— EXERCISE OBJECTIVE —
Find every line in the entries below that contains the string "pile", and copy each of those lines in full. Matching is case-sensitive.

— EXTRACTED INFORMATION —

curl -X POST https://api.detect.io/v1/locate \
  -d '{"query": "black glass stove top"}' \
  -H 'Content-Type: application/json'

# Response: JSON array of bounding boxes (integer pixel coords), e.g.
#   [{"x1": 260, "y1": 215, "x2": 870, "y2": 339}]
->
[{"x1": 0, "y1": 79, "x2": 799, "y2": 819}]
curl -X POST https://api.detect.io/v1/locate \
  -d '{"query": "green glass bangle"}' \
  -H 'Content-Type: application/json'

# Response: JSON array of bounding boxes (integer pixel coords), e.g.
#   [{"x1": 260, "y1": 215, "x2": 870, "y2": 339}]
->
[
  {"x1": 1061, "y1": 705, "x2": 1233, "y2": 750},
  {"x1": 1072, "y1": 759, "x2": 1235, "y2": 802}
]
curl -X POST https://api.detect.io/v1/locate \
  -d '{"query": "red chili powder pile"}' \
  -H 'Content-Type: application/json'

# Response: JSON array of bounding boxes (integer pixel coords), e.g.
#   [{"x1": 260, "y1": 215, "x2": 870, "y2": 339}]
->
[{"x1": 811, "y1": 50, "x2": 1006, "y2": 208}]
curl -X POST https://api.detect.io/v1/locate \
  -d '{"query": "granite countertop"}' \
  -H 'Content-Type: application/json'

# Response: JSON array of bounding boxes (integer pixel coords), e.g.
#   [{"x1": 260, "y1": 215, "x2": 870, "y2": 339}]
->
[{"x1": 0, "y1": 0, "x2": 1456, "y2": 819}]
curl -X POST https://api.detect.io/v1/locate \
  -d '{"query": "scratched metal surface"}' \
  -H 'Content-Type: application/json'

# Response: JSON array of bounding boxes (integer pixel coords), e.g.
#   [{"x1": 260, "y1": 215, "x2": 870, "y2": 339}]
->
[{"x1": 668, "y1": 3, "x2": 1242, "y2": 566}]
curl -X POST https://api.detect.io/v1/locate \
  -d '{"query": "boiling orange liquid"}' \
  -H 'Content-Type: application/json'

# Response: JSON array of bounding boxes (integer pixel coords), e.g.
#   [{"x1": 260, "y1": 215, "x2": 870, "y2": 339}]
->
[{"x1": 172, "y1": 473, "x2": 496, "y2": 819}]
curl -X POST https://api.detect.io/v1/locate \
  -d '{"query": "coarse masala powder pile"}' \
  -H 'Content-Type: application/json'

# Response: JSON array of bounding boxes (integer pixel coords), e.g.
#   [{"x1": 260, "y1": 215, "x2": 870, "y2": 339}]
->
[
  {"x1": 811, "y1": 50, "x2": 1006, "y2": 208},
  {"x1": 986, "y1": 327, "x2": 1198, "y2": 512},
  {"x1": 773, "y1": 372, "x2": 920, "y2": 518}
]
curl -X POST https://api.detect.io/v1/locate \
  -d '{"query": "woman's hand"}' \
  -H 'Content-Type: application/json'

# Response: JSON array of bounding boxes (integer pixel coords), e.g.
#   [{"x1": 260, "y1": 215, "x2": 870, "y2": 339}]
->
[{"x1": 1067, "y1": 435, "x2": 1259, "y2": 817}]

— SOLUTION TO THIS TASK —
  -d '{"query": "red chili powder pile"}' \
  -d '{"query": "coarse masala powder pile"}' \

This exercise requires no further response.